(Task details): Return exactly the span of lines that opens with the line containing "Reviewer note: make sure every instance of the man wearing" and closes with the last line of the data, inclusive.

(Recorded information):
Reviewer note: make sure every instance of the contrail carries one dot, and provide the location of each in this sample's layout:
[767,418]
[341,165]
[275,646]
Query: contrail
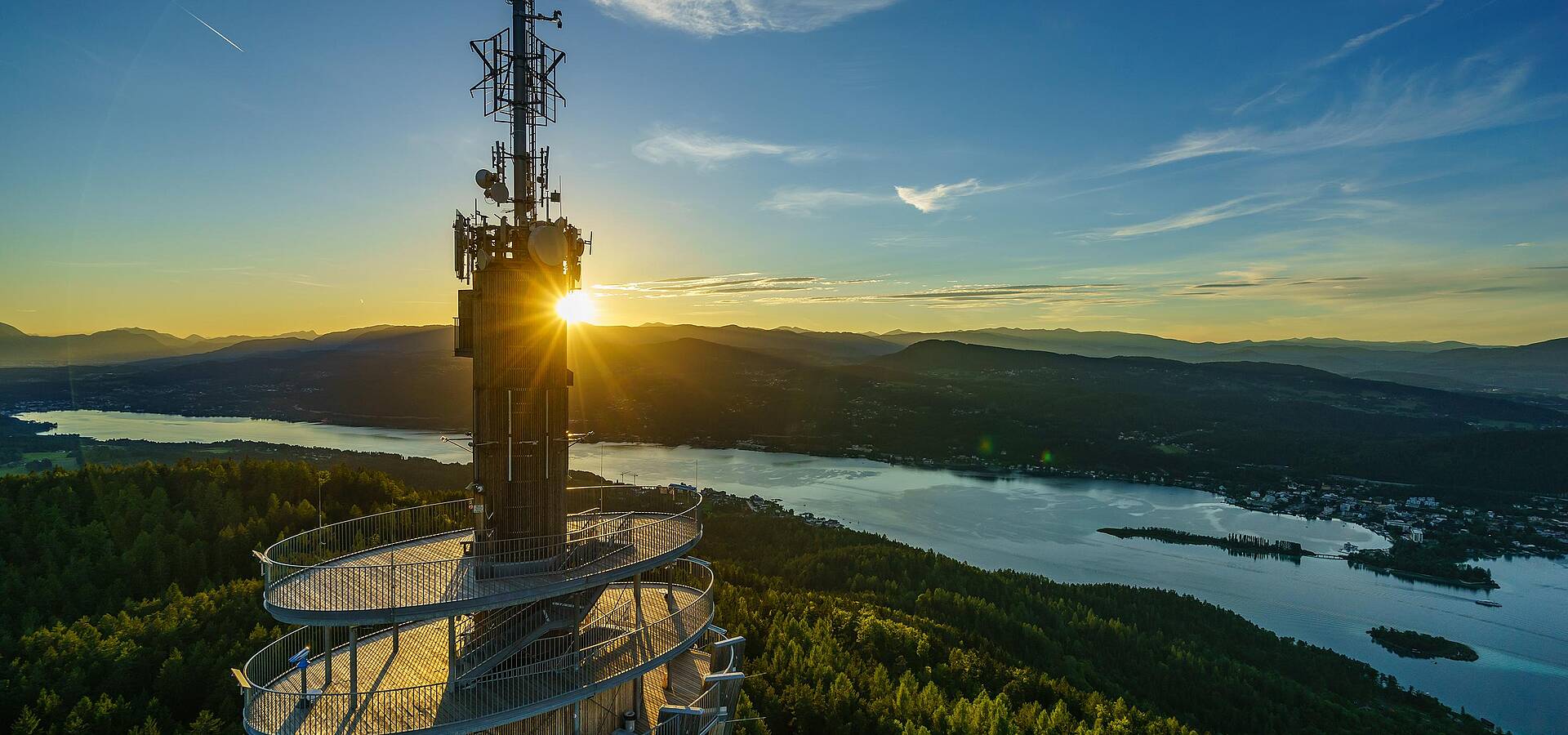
[209,27]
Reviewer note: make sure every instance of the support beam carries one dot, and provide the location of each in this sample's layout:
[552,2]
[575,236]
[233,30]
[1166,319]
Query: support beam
[353,665]
[327,648]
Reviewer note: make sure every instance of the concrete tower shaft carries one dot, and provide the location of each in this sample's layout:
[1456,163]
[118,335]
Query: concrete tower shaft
[519,400]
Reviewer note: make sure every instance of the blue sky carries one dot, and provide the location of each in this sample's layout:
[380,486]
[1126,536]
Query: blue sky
[1375,170]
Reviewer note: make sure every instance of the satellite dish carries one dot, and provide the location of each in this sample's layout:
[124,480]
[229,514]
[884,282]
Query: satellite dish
[497,193]
[548,243]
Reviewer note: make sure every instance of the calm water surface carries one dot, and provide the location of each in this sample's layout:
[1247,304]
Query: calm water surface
[1048,525]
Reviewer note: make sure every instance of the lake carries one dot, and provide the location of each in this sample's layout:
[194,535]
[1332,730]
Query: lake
[1048,525]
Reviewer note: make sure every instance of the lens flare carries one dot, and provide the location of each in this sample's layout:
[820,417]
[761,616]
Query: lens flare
[574,308]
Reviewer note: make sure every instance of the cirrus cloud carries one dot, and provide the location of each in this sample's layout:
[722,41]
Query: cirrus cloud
[724,18]
[707,151]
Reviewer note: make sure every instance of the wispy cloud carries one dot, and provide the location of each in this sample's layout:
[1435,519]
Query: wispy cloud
[1416,109]
[722,18]
[973,295]
[941,196]
[216,30]
[1356,42]
[811,201]
[1242,206]
[707,151]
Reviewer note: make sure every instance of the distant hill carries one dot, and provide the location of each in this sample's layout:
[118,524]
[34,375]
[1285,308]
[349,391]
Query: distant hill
[1539,370]
[1534,368]
[109,347]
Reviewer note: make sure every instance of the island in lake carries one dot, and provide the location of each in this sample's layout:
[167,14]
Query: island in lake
[1235,542]
[1428,563]
[1411,644]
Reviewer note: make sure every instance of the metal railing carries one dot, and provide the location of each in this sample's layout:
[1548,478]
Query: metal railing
[613,654]
[400,561]
[714,710]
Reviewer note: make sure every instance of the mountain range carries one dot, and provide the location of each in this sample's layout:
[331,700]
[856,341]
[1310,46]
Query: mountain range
[1537,370]
[866,395]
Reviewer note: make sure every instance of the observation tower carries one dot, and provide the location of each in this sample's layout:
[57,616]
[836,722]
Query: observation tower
[528,607]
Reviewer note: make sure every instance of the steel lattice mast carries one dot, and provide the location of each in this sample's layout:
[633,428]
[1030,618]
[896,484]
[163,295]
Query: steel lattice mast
[528,607]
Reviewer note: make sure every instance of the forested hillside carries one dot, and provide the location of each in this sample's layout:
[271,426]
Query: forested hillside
[129,595]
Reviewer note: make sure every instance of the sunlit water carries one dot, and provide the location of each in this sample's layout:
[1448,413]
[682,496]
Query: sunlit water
[1048,525]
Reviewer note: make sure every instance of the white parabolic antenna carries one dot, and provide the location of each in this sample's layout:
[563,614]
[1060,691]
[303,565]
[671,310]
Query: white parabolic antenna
[548,243]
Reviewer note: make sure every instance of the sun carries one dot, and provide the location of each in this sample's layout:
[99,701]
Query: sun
[574,308]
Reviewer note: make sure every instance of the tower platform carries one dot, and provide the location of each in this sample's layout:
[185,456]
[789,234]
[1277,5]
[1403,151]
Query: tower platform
[421,563]
[400,679]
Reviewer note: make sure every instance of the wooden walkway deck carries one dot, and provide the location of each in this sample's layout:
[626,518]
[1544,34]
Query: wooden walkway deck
[403,685]
[427,577]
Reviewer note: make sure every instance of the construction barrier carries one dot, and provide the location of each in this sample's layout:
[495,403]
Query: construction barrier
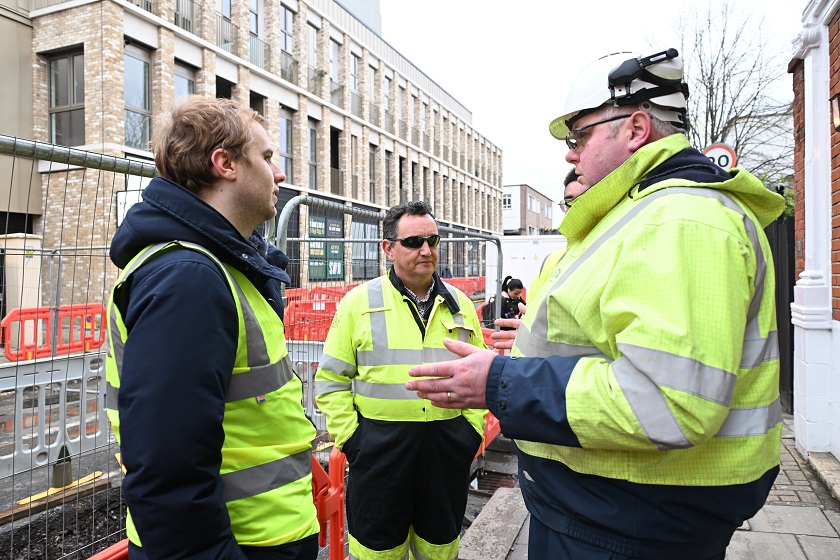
[328,495]
[28,333]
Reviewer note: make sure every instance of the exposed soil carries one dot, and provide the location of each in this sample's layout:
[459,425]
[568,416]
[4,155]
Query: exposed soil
[75,530]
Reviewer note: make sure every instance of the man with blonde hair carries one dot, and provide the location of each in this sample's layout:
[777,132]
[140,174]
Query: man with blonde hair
[200,392]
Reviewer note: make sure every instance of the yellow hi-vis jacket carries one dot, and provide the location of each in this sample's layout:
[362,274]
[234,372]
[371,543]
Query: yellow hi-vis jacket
[666,296]
[372,343]
[267,453]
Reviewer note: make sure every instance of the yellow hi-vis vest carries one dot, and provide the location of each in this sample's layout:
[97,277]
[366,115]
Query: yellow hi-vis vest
[372,343]
[265,470]
[670,389]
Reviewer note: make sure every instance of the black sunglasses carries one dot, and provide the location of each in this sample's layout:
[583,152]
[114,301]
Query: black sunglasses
[574,143]
[416,241]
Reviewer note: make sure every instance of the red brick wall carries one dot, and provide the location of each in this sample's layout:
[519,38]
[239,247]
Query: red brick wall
[834,87]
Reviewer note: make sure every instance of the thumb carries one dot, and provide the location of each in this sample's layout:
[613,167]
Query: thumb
[461,348]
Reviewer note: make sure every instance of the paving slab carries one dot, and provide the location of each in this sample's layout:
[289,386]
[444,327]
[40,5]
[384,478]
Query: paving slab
[795,520]
[747,545]
[820,548]
[494,531]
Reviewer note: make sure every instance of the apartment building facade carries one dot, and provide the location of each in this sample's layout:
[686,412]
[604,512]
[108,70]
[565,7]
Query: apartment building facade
[354,121]
[525,210]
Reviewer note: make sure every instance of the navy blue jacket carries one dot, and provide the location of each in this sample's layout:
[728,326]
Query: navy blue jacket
[182,337]
[649,521]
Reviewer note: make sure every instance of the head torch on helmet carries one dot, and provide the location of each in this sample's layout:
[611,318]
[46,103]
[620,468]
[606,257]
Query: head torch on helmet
[655,82]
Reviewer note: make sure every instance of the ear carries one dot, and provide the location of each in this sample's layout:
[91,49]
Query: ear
[223,164]
[641,130]
[388,248]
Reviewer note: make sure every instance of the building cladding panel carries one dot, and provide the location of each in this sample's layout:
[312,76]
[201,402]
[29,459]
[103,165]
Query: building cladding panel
[457,169]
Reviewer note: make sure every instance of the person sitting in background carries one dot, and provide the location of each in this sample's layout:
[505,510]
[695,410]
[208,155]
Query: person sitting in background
[511,298]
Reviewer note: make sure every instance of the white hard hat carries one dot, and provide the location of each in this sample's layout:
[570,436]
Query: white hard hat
[627,78]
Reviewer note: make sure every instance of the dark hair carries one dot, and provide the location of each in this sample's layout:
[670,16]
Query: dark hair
[393,215]
[511,283]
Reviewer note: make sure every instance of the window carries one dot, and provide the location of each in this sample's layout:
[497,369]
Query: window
[326,258]
[334,61]
[365,255]
[254,16]
[287,42]
[184,81]
[67,99]
[284,146]
[313,157]
[138,106]
[372,174]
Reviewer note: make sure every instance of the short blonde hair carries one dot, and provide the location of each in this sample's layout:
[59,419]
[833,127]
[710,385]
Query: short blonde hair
[185,138]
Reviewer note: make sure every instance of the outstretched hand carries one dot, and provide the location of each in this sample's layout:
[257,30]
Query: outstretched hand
[455,384]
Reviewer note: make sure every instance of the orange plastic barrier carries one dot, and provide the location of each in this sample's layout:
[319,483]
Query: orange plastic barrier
[85,324]
[491,430]
[117,551]
[27,333]
[328,492]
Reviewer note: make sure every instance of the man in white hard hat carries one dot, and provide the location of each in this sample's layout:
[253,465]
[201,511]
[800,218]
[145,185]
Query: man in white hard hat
[642,389]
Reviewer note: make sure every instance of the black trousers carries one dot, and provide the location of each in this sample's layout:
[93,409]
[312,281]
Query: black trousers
[405,474]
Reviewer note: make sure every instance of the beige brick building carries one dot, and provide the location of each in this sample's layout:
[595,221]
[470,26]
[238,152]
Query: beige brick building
[355,122]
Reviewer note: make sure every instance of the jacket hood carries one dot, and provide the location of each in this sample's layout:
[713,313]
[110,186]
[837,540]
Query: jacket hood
[170,212]
[668,162]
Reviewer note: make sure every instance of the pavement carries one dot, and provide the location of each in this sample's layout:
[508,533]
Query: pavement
[799,521]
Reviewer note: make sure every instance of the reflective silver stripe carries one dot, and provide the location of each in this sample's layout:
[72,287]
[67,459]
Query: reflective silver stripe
[761,350]
[382,356]
[649,406]
[393,391]
[418,556]
[678,372]
[259,380]
[325,387]
[403,357]
[751,421]
[336,366]
[263,478]
[534,346]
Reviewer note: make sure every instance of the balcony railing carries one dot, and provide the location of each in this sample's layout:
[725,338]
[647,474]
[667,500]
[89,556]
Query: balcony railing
[313,82]
[355,104]
[336,181]
[260,52]
[288,67]
[225,34]
[373,113]
[148,5]
[188,16]
[336,93]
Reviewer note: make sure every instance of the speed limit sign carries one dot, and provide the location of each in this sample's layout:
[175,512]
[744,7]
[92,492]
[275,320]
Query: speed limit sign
[722,155]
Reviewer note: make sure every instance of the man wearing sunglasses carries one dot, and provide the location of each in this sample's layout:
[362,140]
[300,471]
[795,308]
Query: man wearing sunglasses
[409,460]
[642,390]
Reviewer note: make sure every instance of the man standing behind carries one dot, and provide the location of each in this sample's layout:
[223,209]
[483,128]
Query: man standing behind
[201,394]
[409,461]
[643,385]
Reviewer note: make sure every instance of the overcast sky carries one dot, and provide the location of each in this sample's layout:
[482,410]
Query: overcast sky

(Output of the exercise):
Reviewer note: make sure every instance of the man wearing sunglasses carries one dot, and provide the location of each in this sample's layout:
[362,140]
[300,471]
[795,308]
Query: man wearing sunglasses
[409,460]
[642,390]
Reviewer note: make sure every instance of the man standing behind carries one dot, and provide the location of each in this sample's layout:
[223,209]
[483,128]
Query: man standing behind
[201,394]
[409,461]
[643,385]
Reviewer note: make sure every instance of the overcast sky carries one dot, and provide the location of each in this sample's layout:
[482,410]
Query: overcast sky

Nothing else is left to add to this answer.